→ **ELENCO DEI COMPITI**
a. Elenca tutti i luoghi nominati nella prima frase del testo sulla maratona di preghiera dei santuari.
b. Ricopia dal testo sulla maratona di preghiera dei santuari il passo che parte da "Perché si viaggia" e prosegue fino a "voglia di cambiamento.".
c. Prosegui il testo sulla maratona di preghiera dei santuari a partire dalla sua ultima frase.

Ci sono Lourdes e Fatima, Città del Messico e Nagasaki, Loreto e Pompei, il Myanmar e l’Australia. La maratona di preghiera dei santuari, che il Papa conclude lunedì 31 maggio ai Giardini Vaticani, è stata un originale giro del mondo. Di quelli che non trovi sulle carte geografiche ma disegnati sulle pareti del cuore, con gli occhi della memoria e i sogni del possibile come navigatori. Una "mappa" dello spirito incorniciata da due sole linee, una orizzontale a unire i compagni di strada, l’altra orientata verso l’alto, a legare la terra al cielo in quel dialogo di vita che si realizza nella preghiera.
Perché si viaggia da soli e al tempo stesso insieme, tutti figli unici dello stesso Padre e non è un paradosso ma verità di fede, Vangelo di misericordia, logica della carità. I santuari ce lo ricordano in modo chiaro, stanno lì a sottolineare come le vicende personali si intreccino con il dovere della condivisione, come succede nelle famiglie, quelle almeno dove si parla la stessa lingua degli affetti. Alla radice del loro nascere quasi sempre incontri personali che poi diventano patrimonio comune, la prima pietra parla il linguaggio dell’io, il resto dell’edificio si costruisce insieme, mattone dopo mattone, mescolando lacrime e Ave Maria, sogni e sorrisi, pentimenti e voglia di cambiamento.

→ **INFORMAZIONI MOSTRATE**

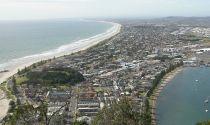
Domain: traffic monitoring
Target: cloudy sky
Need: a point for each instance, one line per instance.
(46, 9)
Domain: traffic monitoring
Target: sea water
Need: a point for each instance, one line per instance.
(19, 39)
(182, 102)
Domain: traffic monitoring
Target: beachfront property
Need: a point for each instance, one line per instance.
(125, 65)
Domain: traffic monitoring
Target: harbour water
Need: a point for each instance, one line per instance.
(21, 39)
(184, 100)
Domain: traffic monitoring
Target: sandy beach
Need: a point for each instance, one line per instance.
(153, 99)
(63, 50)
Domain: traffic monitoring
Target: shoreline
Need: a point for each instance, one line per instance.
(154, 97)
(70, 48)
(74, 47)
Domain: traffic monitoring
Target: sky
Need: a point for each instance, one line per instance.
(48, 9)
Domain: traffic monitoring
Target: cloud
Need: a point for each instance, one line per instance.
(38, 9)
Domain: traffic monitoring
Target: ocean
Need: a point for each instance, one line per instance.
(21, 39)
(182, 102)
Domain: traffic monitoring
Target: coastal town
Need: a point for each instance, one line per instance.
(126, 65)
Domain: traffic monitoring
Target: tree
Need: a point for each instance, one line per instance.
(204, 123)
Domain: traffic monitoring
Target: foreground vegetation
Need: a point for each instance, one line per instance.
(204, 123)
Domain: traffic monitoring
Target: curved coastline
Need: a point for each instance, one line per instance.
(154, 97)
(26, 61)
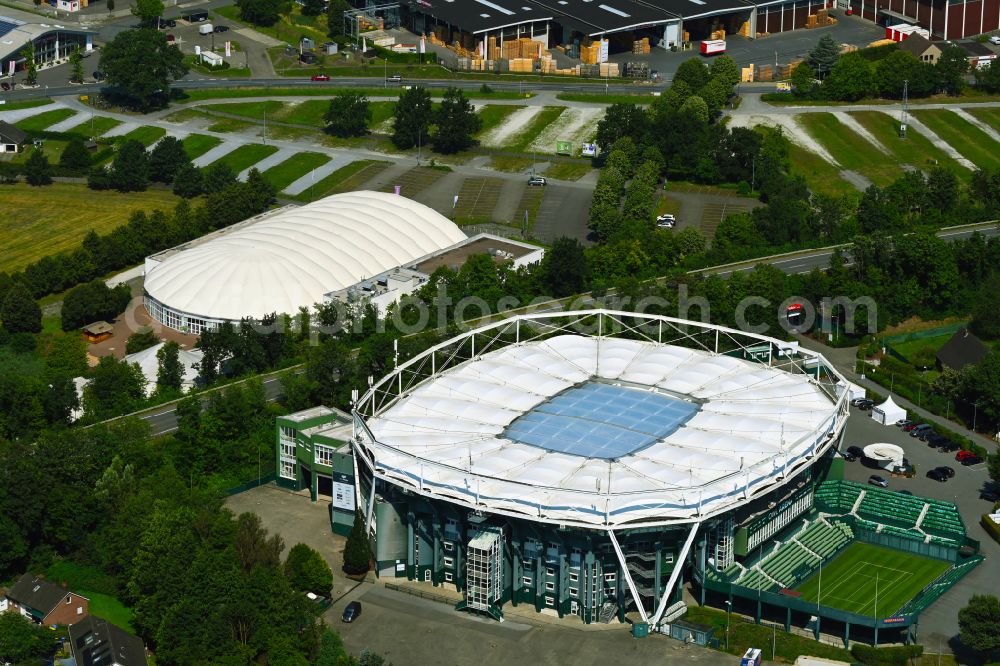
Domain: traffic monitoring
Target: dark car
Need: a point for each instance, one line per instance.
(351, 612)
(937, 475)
* * *
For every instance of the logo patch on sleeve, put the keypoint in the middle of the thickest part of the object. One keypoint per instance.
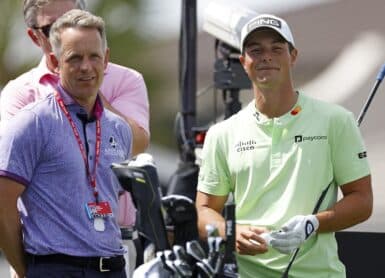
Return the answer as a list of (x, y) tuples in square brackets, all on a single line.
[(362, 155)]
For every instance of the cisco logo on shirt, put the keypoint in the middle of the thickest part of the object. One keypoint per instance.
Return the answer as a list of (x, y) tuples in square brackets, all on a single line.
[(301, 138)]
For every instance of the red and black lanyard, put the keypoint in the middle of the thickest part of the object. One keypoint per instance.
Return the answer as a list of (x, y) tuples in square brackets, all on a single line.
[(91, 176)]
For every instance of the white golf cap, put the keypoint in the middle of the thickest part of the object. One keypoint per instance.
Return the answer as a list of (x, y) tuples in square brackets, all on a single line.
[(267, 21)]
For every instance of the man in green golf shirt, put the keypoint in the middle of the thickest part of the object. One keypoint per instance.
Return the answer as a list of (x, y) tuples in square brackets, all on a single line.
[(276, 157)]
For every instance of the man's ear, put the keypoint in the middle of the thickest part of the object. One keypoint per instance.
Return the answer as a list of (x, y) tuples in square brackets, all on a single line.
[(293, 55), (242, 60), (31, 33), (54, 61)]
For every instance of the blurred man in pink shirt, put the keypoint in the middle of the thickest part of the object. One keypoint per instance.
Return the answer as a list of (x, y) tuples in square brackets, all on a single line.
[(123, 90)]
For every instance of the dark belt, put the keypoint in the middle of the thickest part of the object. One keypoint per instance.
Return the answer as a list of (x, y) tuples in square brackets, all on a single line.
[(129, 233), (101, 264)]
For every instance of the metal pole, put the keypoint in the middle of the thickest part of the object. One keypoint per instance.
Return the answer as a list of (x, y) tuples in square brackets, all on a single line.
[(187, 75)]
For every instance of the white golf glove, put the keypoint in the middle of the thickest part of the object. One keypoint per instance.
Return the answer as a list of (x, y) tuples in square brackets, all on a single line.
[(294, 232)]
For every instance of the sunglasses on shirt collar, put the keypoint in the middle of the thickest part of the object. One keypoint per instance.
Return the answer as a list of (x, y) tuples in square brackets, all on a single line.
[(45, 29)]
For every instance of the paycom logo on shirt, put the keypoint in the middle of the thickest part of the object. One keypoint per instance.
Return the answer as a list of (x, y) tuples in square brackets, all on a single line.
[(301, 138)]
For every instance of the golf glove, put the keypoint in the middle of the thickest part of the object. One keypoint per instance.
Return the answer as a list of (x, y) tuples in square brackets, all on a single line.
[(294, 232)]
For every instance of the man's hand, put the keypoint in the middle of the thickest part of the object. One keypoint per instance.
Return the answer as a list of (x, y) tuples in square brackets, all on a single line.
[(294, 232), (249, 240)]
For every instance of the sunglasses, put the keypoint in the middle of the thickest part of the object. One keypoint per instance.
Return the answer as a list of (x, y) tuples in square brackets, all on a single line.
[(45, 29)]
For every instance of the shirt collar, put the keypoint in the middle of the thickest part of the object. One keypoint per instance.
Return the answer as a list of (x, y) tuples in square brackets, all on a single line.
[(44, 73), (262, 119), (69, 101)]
--
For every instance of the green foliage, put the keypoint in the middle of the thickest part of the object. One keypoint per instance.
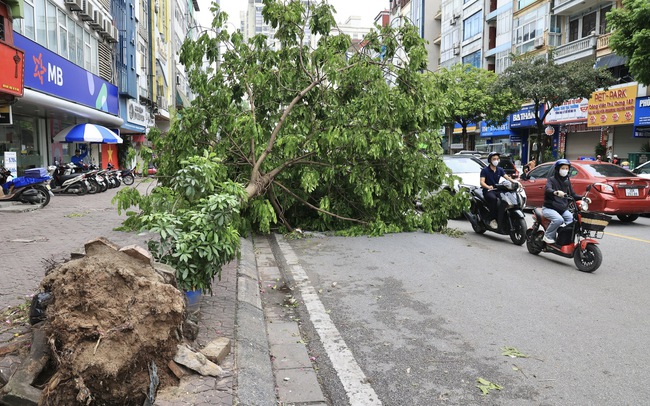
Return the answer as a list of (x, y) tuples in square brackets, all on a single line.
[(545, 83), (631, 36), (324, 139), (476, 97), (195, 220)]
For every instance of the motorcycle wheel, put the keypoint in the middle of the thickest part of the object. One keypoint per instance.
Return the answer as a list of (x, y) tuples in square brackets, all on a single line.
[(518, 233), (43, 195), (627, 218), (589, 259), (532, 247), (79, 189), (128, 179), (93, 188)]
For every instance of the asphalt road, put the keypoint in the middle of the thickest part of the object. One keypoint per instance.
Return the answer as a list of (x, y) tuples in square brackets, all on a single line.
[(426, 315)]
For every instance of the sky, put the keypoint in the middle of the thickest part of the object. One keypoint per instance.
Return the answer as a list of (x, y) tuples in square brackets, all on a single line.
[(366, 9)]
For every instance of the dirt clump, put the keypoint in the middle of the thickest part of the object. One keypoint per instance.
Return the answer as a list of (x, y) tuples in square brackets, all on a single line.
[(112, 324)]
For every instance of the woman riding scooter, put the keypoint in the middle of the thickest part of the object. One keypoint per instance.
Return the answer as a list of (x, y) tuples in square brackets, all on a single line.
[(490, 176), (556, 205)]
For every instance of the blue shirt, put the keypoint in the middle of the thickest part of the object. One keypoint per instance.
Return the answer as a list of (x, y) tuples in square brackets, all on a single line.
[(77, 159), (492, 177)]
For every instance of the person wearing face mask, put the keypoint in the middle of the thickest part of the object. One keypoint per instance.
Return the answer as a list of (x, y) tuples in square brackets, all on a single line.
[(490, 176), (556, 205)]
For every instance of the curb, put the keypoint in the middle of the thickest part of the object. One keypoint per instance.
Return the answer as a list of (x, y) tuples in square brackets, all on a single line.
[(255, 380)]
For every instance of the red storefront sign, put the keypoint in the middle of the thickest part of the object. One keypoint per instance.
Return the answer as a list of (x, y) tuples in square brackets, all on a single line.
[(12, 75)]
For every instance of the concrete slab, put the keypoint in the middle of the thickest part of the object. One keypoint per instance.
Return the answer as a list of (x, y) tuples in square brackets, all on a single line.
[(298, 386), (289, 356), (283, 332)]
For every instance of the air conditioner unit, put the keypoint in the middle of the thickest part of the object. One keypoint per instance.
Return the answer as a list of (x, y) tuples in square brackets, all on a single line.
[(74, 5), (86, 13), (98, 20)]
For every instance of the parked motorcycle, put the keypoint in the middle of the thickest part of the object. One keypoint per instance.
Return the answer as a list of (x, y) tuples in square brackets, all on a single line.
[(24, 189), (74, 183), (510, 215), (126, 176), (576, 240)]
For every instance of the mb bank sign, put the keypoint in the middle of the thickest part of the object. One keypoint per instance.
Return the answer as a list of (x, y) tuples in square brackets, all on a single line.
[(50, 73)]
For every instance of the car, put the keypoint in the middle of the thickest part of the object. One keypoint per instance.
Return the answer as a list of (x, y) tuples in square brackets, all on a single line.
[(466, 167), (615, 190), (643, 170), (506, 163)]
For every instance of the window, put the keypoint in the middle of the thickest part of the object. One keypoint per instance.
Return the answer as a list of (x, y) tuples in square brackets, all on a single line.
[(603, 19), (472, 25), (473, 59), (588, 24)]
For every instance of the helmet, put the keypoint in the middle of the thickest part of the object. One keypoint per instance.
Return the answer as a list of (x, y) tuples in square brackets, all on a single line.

→ **RISPOSTE PER COMPITO**
a. Lourdes, Fatima, Città del Messico, Nagasaki, Loreto, Pompei, il Myanmar, l’Australia

b.
Perché si viaggia da soli e al tempo stesso insieme, tutti figli unici dello stesso Padre e non è un paradosso ma verità di fede, Vangelo di misericordia, logica della carità. I santuari ce lo ricordano in modo chiaro, stanno lì a sottolineare come le vicende personali si intreccino con il dovere della condivisione, come succede nelle famiglie, quelle almeno dove si parla la stessa lingua degli affetti. Alla radice del loro nascere quasi sempre incontri personali che poi diventano patrimonio comune, la prima pietra parla il linguaggio dell’io, il resto dell’edificio si costruisce insieme, mattone dopo mattone, mescolando lacrime e Ave Maria, sogni e sorrisi, pentimenti e voglia di cambiamento.

c.
Succede così anche di fronte alla tragedia della pandemia, che a ben vedere è specchio di questa dimensione, solitaria e plurale insieme. Un male, un nemico che colpisce il singolo, ma si può vincere solo se lo si combatte uniti, e lasciare indietro i Paesi poveri, nella globalizzazione che indebolisce i confini, non sarebbe soltanto peccato etico, ma un drammatico autogol per le economie della salute delle comunità più ricche. L’itinerario di preghiera promosso dal Papa per invocare la fine della pandemia e la ripresa delle attività sociali ci dice però anche altro, molto altro, soprattutto sottolinea la fragilità umana e l’inadeguatezza dell’autosufficienza.
Un binomio fatto di bisogni e offerte d’aiuto su cui gli architetti del sacro hanno disegnato cupole e basiliche, dipinti e statue, grandi cattedrali e piccole cappelle incastonate tra i monti. A ripercorrerne le origini una per una ci si immerge in storie spesso minime su cui irrompe la grandezza dell’Eterno e la via per avvicinarlo, un itinerario che quasi sempre passa dall’incontro con la Vergine. Madre che chiede preghiera, che si manifesta come una viandante bisognosa di latte per il Figlio, che indica una fonte di salvezza. Sono episodi di vita "piccola" con protagonisti marinai sballottati dalle onde, venditori ambulanti, contadini, spesso giovanissimi. Vicende di statue che d’improvviso diventano così pesanti da non poterle sollevare, di icone miracolose, di luce tanto potente da oscurare il sole.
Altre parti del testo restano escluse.